— Saved data entries —
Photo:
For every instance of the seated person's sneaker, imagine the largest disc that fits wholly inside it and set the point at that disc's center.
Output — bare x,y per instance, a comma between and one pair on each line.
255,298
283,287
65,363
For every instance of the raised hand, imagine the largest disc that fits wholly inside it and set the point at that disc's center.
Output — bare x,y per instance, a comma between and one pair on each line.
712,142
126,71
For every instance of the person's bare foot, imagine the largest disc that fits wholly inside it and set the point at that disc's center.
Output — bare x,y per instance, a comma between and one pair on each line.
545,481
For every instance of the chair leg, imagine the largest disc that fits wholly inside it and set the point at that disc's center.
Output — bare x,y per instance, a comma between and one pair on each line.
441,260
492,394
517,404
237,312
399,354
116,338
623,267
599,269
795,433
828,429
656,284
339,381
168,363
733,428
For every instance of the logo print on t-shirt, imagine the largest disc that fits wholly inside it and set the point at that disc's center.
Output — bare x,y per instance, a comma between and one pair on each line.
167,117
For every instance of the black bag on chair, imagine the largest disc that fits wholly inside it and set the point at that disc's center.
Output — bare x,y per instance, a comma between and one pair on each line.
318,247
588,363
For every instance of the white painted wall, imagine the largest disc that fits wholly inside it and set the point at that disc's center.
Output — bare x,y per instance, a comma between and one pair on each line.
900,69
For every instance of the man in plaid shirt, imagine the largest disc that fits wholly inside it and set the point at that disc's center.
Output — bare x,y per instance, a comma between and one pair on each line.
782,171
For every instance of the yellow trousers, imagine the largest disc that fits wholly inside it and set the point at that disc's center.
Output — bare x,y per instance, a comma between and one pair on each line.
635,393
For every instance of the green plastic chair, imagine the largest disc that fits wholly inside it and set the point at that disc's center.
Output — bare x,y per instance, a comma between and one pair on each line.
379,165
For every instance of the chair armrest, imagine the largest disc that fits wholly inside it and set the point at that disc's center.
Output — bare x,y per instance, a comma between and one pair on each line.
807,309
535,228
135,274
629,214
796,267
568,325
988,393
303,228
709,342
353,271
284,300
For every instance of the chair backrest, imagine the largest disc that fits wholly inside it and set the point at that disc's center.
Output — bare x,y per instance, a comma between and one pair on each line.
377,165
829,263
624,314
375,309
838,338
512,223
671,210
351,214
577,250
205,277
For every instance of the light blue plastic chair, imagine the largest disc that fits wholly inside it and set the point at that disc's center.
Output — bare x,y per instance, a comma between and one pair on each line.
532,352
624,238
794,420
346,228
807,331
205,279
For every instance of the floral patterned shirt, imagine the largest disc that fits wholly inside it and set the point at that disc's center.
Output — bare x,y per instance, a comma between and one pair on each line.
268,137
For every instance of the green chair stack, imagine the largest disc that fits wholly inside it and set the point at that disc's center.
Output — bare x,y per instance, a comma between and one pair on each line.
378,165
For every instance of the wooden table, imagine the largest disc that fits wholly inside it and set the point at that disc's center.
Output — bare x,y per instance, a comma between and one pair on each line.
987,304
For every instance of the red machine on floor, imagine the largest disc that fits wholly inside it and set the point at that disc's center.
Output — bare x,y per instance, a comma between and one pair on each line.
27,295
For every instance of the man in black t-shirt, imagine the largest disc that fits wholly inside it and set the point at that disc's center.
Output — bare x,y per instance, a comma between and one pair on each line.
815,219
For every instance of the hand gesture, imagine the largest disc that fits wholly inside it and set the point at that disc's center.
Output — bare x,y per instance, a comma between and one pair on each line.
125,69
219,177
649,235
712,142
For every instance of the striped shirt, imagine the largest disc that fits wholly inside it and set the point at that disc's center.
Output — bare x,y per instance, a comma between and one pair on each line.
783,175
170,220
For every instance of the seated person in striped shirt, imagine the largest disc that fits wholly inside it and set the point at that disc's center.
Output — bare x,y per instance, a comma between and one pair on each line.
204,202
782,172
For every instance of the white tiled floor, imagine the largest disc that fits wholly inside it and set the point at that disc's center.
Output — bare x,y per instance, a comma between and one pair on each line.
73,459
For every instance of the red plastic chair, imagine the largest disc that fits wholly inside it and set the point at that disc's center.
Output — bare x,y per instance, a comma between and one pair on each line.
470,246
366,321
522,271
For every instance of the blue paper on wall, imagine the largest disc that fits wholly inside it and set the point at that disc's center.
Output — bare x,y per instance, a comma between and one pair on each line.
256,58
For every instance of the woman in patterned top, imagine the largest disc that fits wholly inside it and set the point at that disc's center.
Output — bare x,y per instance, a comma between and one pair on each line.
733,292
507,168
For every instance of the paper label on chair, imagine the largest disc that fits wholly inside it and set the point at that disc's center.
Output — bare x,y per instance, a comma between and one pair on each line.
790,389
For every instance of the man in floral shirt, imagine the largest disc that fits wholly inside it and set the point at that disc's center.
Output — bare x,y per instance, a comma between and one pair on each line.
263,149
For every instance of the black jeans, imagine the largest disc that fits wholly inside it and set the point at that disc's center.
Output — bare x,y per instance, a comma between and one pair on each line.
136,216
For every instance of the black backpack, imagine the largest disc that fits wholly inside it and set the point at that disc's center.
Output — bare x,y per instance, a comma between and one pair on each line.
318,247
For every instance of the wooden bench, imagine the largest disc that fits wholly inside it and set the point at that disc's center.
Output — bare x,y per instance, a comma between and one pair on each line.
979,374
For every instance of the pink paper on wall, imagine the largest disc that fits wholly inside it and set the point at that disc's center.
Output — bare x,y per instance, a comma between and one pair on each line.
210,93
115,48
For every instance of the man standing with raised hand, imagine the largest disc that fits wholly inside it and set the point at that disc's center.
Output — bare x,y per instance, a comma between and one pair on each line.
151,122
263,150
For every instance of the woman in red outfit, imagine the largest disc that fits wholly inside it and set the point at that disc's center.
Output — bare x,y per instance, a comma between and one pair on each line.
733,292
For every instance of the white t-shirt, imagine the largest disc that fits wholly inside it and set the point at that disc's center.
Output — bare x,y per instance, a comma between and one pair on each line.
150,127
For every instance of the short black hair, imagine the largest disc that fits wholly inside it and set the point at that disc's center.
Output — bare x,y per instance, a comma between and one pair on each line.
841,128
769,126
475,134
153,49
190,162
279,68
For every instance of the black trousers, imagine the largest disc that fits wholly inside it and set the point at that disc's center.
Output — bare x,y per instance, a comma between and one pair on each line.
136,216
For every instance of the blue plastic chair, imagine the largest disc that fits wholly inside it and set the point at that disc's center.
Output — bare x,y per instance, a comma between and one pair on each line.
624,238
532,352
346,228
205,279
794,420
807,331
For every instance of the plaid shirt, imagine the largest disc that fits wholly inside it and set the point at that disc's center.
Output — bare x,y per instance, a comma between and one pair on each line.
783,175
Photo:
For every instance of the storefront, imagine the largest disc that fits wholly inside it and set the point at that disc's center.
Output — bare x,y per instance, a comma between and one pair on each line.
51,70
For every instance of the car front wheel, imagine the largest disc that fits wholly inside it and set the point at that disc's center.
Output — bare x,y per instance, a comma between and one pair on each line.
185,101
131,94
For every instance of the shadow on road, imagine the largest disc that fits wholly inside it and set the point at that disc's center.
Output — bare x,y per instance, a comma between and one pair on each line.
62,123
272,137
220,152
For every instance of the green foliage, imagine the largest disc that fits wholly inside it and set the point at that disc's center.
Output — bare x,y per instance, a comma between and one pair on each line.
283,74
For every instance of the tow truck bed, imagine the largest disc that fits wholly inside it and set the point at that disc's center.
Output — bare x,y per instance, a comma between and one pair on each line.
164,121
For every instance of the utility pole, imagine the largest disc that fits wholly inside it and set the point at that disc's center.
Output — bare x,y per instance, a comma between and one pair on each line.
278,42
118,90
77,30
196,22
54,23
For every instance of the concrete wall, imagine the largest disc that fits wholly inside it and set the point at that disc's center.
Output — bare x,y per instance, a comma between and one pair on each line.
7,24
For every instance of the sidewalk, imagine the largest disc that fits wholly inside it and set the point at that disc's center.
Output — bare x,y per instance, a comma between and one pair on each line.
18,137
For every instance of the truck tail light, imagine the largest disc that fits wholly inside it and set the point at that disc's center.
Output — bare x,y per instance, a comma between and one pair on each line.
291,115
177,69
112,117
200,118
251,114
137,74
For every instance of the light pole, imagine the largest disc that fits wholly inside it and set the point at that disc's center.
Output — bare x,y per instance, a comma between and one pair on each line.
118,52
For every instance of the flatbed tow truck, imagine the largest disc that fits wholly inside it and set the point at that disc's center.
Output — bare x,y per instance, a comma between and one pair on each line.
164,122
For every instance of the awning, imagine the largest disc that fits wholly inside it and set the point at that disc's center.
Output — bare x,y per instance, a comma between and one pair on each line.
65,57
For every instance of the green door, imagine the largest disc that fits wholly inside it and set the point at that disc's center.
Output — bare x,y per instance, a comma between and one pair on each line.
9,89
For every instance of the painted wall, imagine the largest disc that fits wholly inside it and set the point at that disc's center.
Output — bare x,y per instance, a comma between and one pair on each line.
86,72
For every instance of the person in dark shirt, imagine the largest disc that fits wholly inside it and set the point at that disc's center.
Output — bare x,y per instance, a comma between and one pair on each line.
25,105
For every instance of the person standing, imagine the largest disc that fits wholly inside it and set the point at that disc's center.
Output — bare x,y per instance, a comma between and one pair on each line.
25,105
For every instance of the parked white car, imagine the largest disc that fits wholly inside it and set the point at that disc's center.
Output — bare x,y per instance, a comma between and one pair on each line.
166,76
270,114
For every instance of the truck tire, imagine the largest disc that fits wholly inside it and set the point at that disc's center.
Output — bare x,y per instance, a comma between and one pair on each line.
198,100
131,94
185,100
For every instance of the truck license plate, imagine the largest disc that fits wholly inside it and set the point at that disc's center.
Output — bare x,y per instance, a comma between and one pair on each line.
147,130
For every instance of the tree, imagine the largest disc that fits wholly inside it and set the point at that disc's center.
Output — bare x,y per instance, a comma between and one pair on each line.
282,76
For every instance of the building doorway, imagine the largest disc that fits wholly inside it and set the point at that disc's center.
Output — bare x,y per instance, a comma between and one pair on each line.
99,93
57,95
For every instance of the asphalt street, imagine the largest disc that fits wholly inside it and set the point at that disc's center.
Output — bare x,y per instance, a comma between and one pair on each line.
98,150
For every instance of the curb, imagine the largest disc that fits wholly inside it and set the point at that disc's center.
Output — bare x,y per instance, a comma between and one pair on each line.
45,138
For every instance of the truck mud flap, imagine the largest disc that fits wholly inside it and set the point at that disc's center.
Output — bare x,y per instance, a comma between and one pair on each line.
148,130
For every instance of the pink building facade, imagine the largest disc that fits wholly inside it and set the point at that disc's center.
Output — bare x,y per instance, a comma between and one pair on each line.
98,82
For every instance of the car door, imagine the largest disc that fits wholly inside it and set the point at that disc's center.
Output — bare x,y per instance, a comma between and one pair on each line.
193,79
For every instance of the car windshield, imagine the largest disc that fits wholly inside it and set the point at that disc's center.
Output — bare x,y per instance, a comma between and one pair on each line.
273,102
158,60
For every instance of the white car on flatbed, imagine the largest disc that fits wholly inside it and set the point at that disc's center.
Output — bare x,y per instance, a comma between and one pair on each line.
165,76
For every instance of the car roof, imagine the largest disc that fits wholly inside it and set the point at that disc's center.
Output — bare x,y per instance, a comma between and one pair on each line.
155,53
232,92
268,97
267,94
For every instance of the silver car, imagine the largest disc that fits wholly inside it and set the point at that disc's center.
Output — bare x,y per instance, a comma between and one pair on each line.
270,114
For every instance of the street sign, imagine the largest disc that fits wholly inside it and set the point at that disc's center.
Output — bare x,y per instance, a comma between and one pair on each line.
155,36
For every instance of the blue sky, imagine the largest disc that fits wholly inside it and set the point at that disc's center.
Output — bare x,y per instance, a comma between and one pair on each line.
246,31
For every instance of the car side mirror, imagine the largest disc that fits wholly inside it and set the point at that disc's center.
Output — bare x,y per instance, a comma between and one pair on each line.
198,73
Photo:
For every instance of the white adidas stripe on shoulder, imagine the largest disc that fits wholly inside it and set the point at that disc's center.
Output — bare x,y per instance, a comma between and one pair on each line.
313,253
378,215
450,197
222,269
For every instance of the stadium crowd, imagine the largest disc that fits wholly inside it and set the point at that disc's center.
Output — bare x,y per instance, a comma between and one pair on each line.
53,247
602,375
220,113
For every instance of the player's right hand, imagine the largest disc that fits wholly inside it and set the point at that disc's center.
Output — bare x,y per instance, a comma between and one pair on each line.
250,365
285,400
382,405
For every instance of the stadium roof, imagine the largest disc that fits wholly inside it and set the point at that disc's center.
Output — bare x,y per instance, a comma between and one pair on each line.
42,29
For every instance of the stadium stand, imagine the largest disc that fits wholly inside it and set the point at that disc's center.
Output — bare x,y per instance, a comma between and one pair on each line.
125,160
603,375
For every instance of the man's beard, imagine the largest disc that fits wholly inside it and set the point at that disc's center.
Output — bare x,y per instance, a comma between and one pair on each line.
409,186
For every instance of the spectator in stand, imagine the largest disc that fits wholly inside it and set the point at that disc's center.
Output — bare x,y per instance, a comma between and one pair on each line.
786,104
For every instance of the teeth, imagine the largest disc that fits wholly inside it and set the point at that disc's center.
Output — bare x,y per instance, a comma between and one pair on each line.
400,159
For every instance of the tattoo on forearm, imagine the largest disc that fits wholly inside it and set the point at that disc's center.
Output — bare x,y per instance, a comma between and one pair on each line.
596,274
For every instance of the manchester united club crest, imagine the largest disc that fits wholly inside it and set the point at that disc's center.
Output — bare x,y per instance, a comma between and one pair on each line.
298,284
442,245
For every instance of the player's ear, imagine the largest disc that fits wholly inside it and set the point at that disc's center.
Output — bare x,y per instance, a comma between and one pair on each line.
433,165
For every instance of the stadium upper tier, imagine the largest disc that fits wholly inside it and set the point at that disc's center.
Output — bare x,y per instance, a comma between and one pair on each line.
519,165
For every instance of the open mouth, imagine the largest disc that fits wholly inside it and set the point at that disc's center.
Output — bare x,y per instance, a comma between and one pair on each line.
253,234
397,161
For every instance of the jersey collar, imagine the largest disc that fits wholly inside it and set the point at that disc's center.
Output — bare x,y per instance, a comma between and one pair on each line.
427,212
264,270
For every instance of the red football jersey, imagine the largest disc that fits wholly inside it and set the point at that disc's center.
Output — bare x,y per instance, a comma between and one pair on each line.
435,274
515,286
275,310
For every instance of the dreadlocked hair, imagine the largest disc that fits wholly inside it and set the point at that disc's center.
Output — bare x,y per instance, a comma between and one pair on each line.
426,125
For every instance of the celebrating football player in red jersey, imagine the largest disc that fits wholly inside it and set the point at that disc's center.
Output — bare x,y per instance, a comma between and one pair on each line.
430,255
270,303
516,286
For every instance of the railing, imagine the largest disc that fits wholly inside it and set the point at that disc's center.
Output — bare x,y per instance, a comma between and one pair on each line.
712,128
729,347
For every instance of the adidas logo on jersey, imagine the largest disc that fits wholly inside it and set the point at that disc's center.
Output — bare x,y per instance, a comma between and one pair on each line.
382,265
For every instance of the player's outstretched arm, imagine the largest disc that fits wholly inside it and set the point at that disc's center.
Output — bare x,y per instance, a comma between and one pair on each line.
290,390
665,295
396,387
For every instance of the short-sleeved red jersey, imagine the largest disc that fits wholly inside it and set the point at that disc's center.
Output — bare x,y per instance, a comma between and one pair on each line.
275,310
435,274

— What you should do —
How many lines of the entries hold the word "striped"? Respond with the number alone.

— Finished task —
2